◆ Set exercise
Put the lines starting at the one that has "Target: green football jersey" and stopping after the one that has "282), (365, 22)]" into a two-column CSV headed input and output. Give one row per thing asked, with the asking text under input and its answer under output, each in a single quoted field with line breaks replaced by spaces.

(Extracted data entries)
········

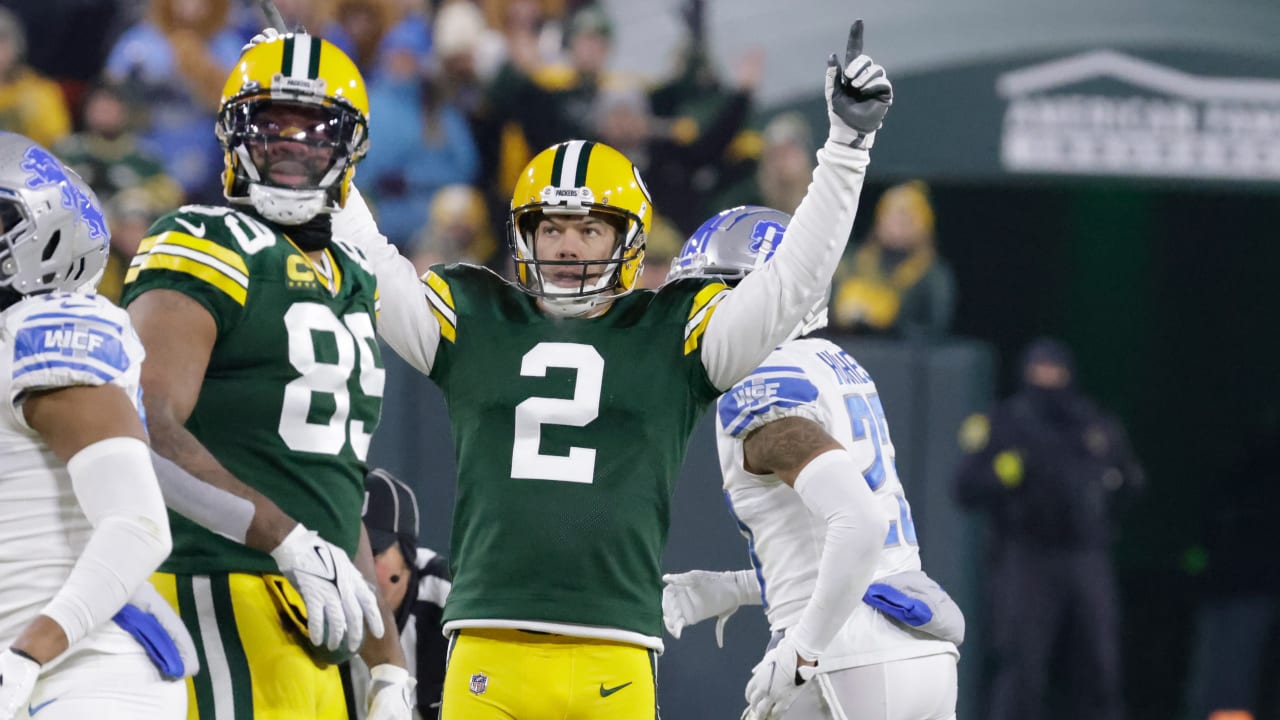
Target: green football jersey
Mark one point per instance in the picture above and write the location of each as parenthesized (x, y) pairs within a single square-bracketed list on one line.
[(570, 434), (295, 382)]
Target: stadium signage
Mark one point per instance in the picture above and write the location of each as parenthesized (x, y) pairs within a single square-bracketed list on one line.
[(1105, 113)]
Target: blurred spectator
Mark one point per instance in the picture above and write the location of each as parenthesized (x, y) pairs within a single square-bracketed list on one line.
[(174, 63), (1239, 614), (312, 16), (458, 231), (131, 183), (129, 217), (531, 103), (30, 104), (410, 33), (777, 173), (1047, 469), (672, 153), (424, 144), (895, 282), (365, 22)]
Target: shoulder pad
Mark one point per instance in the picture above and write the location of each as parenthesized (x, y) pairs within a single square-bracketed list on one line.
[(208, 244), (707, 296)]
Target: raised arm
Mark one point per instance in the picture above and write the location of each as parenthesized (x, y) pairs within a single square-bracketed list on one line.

········

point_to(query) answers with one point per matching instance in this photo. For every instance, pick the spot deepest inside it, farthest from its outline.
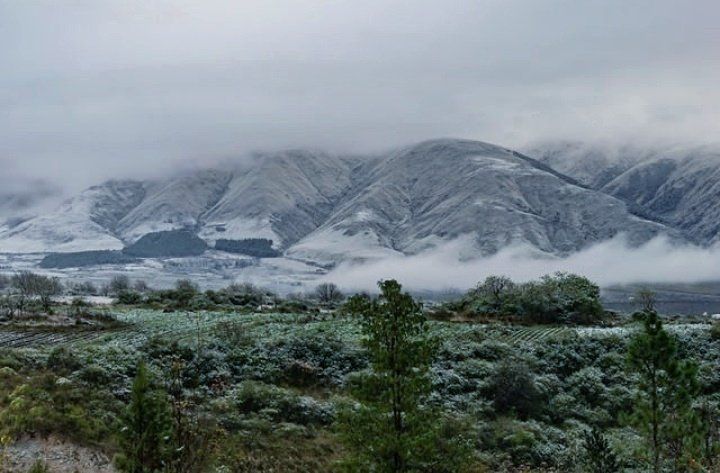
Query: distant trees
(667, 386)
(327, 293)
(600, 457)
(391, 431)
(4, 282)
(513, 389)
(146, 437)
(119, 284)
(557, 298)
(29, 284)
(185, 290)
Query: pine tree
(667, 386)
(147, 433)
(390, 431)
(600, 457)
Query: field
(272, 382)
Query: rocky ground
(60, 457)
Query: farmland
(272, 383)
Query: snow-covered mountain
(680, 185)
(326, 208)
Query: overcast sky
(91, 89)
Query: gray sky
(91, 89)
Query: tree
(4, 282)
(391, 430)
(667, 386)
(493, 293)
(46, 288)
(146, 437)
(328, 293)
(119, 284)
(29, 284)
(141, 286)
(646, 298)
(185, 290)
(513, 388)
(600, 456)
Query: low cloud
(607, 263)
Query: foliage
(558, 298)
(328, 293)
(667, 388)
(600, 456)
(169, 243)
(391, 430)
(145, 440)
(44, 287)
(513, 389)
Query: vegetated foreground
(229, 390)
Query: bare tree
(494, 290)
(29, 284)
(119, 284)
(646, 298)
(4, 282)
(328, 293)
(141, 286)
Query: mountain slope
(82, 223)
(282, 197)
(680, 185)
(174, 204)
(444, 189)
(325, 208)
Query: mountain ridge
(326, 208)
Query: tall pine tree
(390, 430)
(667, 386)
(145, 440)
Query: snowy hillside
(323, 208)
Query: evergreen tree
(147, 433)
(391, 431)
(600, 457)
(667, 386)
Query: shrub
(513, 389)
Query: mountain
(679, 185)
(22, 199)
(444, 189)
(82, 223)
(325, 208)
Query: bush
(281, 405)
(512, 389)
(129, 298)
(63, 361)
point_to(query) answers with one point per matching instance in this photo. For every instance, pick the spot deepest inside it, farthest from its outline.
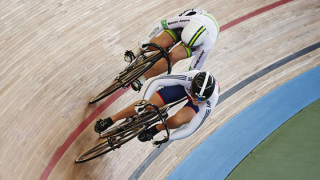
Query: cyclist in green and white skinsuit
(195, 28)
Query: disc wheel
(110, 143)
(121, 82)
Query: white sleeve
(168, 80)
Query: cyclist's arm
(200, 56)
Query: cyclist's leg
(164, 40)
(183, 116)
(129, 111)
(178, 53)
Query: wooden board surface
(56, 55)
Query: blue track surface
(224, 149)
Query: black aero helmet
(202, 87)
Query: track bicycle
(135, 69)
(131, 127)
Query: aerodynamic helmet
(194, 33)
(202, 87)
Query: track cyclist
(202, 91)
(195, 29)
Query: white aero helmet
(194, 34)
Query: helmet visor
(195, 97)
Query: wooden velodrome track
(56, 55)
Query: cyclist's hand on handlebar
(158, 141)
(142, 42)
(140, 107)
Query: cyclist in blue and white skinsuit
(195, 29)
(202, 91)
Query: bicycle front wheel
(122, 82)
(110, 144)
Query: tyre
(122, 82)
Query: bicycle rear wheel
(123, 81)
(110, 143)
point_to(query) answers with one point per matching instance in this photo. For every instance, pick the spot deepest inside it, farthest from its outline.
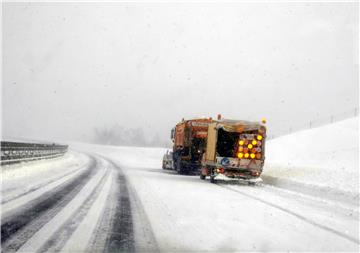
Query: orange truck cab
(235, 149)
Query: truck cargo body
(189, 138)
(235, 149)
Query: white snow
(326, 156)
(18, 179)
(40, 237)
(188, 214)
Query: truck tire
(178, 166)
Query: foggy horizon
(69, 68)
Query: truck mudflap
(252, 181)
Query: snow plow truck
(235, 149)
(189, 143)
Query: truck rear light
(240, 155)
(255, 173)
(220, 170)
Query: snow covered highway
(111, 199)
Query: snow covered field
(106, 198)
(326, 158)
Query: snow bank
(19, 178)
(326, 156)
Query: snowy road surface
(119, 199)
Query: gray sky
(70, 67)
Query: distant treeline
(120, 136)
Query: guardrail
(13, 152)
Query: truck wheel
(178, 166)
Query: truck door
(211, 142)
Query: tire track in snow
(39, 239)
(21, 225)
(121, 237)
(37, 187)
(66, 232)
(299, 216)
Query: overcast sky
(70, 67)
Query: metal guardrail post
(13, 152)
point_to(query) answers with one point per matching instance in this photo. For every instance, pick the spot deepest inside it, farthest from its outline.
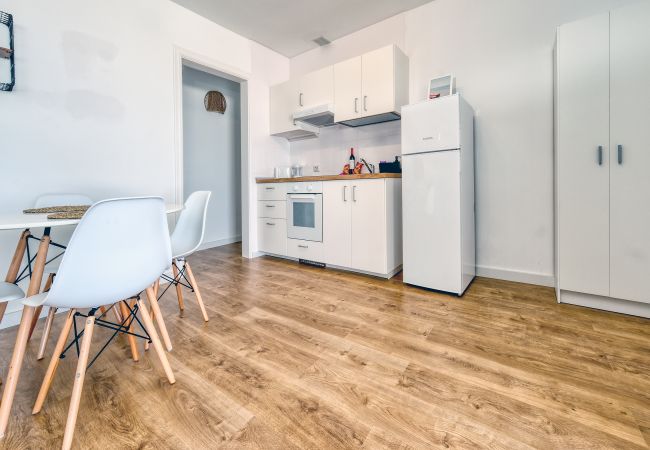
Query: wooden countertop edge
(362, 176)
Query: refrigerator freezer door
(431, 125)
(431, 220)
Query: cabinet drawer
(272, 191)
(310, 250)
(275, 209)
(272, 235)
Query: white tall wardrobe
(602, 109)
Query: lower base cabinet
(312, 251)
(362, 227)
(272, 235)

········

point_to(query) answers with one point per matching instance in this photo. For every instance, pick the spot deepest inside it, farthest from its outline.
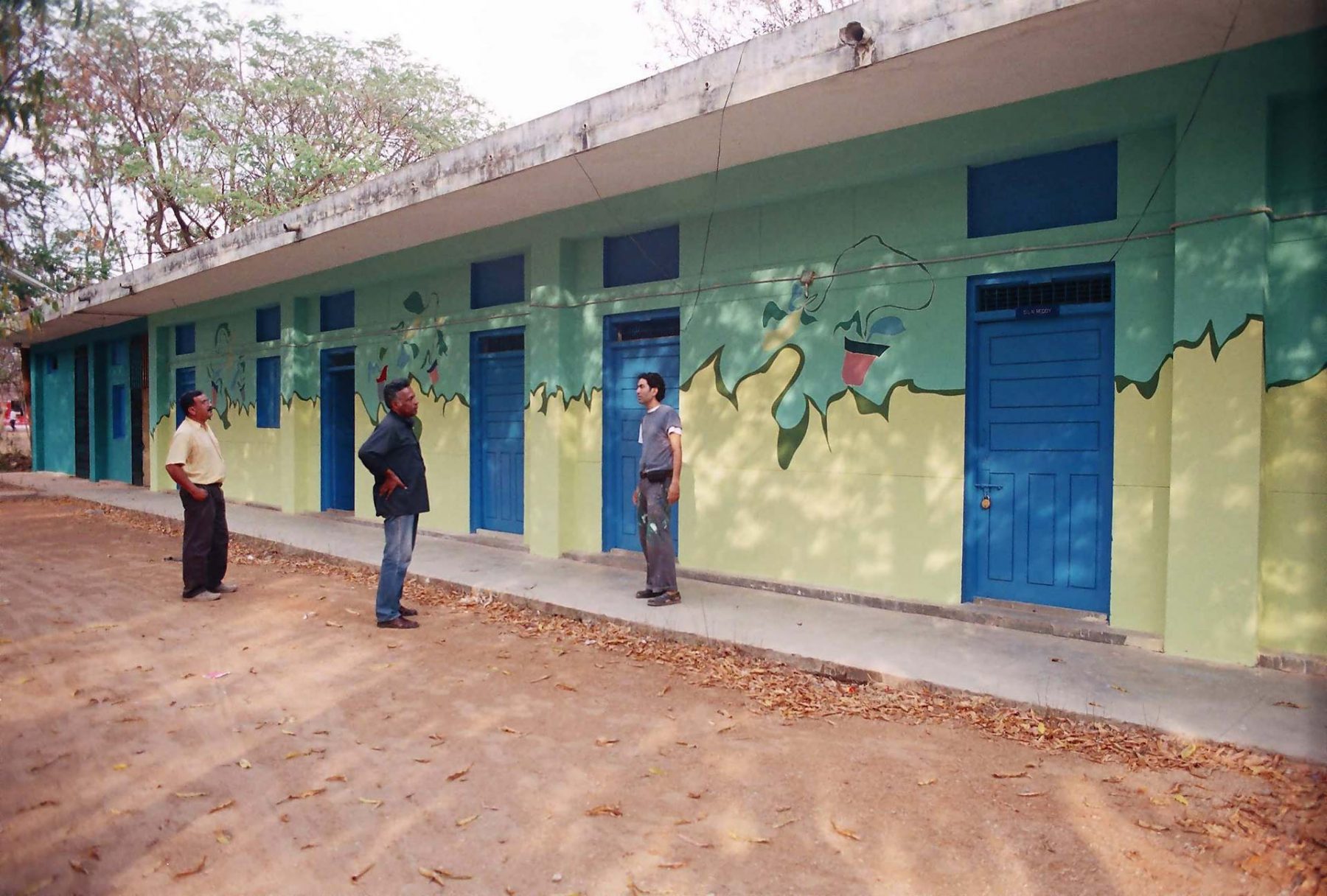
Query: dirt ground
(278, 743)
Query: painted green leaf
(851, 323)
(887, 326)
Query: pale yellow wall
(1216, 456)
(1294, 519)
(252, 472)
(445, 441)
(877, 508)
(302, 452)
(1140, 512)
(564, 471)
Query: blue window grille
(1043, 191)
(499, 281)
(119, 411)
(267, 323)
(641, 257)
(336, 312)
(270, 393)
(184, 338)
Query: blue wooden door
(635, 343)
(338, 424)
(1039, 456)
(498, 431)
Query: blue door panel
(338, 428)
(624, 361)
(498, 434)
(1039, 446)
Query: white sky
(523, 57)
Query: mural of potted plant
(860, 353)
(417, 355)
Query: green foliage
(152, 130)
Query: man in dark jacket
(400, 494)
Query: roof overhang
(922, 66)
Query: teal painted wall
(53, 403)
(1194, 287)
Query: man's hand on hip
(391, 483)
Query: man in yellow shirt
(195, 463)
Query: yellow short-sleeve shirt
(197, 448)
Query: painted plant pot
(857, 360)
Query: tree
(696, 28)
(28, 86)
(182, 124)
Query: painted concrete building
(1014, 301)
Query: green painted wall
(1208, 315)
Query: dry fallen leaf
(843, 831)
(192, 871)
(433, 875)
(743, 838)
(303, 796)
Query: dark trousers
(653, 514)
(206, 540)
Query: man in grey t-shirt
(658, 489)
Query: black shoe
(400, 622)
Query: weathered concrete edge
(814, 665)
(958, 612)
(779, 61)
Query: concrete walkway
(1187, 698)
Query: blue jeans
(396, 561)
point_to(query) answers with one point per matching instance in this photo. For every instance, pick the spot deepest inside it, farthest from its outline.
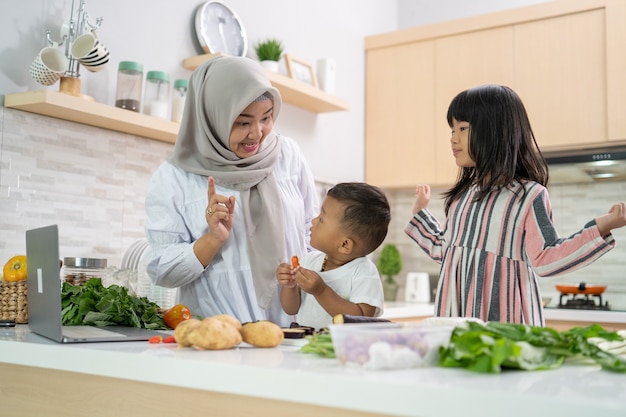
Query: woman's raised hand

········

◆ Answer for this exercise
input,output
"Target: green football jersey Mark one point per instance in the picture above and write the location of each as parenthesized (x, y) pairs within a single square-bracketed list on one line.","[(570, 434), (295, 382)]"
"Target: stadium signage Mark one point per instance in the picture above and write the location of each as parenthesized (x, y) pairs within a single square-bracketed list on one line.","[(1105, 113)]"
"Target: blurred spectator Mark one point per instance in the picture above and write the location of each as parenthesized (x, y) pairs within a single square-bracketed list on one line.","[(174, 63), (1239, 614), (312, 16), (458, 231), (131, 183), (129, 217), (531, 103), (30, 104), (410, 33), (777, 173), (1047, 469), (672, 153), (424, 144), (895, 282), (365, 22)]"